Pull out each line in the records below that contains the string "Input". Case counts.

*-*-*

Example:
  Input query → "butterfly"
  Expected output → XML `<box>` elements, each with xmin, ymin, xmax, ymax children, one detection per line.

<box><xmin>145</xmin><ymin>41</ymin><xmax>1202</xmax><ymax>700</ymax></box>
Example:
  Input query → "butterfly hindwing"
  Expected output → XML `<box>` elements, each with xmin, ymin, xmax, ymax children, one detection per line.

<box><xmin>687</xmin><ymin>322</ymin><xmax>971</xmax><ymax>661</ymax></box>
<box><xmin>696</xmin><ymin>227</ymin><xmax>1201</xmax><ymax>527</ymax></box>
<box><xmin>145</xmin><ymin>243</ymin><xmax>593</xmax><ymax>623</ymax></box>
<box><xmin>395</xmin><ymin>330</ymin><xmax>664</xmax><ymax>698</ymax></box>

*-*-*

§ **RESPONSE FOR THIS EXERCISE**:
  Input query → "butterfly"
  Input query → "butterfly hindwing"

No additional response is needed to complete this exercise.